→ **EXERCISE**
Render every line of the records below as a numbered list. Leave out blank lines and the pictures.

→ **DATA SHOWN**
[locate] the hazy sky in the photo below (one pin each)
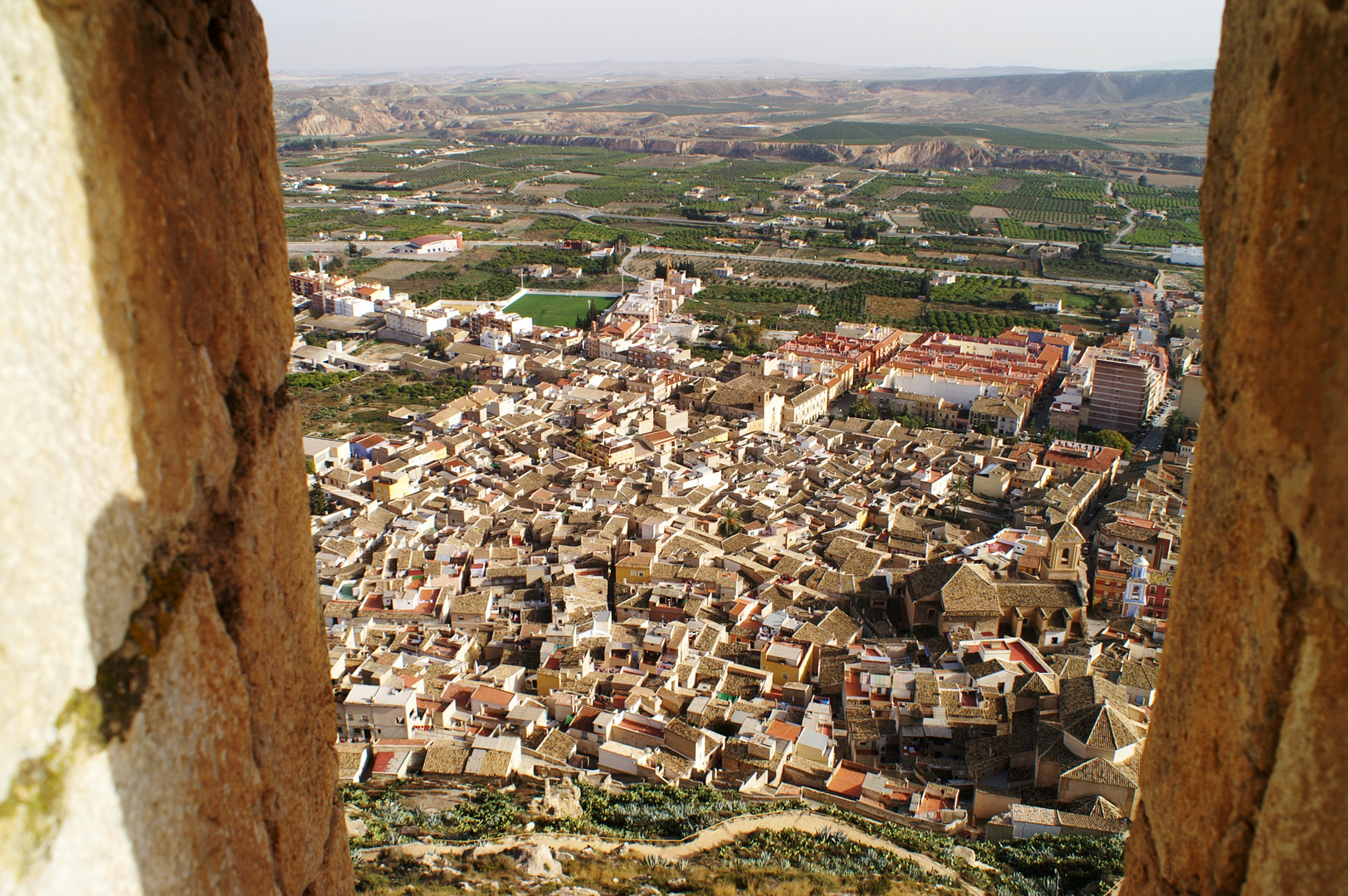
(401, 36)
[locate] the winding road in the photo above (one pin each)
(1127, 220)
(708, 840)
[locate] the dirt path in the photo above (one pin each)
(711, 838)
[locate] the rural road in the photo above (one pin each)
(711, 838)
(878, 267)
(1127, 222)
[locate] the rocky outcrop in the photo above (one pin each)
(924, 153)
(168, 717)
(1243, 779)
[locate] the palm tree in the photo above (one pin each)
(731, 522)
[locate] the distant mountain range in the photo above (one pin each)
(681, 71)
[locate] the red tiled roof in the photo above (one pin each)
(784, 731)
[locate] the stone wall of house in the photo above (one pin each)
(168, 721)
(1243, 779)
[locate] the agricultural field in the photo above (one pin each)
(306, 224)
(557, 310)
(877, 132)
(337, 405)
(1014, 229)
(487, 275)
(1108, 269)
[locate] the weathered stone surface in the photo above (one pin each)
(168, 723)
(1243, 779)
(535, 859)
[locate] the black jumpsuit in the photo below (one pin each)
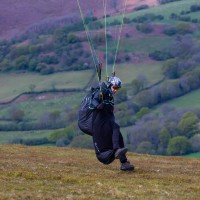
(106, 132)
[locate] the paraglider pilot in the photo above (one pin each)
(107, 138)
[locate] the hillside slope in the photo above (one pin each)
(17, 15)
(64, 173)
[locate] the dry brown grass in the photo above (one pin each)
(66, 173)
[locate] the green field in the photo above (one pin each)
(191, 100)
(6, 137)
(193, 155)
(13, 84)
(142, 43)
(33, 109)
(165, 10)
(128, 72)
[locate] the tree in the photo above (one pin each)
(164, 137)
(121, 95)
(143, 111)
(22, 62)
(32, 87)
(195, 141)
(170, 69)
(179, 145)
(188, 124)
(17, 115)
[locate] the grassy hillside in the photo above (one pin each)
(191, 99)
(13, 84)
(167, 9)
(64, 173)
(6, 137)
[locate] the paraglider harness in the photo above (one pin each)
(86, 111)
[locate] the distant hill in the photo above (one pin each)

→ **RIGHT ANSWER**
1. [locate] the hazy sky in the photo below (one pin each)
2. (401, 36)
3. [locate] the winding road in the photo above (one pin each)
4. (1127, 220)
5. (708, 840)
6. [locate] the dirt path in the photo above (one pin each)
7. (711, 838)
8. [locate] the rural road in the photo above (one pin each)
9. (711, 838)
10. (878, 267)
11. (1127, 222)
12. [locate] the rocky outcrop in the photo above (one pin each)
13. (924, 153)
14. (168, 717)
15. (1243, 779)
16. [locate] the palm tree in the photo above (one pin each)
17. (731, 522)
18. [locate] the distant mountain range in the photo above (one pin each)
19. (681, 71)
20. [locate] the red tiled roof in the photo above (one pin each)
21. (784, 731)
22. [locate] the stone wall of house in the photo above (one pin each)
23. (168, 721)
24. (1243, 779)
25. [locate] the agricultural field in the photo above (one pin each)
26. (306, 224)
27. (557, 310)
28. (877, 132)
29. (337, 405)
30. (1014, 229)
31. (487, 275)
32. (1108, 269)
33. [locate] the weathered stone surface in the photo above (one pin each)
34. (168, 723)
35. (1243, 779)
36. (535, 859)
37. [locate] the black jumpsuit in the photo below (one pin each)
38. (106, 132)
39. [locate] the paraglider pilot in the photo above (one pin each)
40. (107, 138)
41. [locate] the hillside slope in the photo above (one pin each)
42. (17, 15)
43. (64, 173)
44. [locate] the dry brown grass in the photo above (one pin each)
45. (66, 173)
46. [locate] the green field in the photo above (one pin each)
47. (191, 100)
48. (6, 137)
49. (193, 155)
50. (13, 84)
51. (142, 43)
52. (33, 109)
53. (165, 10)
54. (128, 72)
55. [locate] the tree in the photo above (one pin each)
56. (164, 137)
57. (121, 95)
58. (143, 111)
59. (22, 62)
60. (32, 87)
61. (195, 141)
62. (170, 69)
63. (179, 145)
64. (188, 124)
65. (17, 115)
66. [locate] the grassy hillside in the photo above (one pin each)
67. (191, 99)
68. (13, 84)
69. (167, 9)
70. (64, 173)
71. (6, 137)
72. [locate] the paraglider harness in the photo above (one pin each)
73. (86, 111)
74. [locate] the distant hill in the photo above (one pin each)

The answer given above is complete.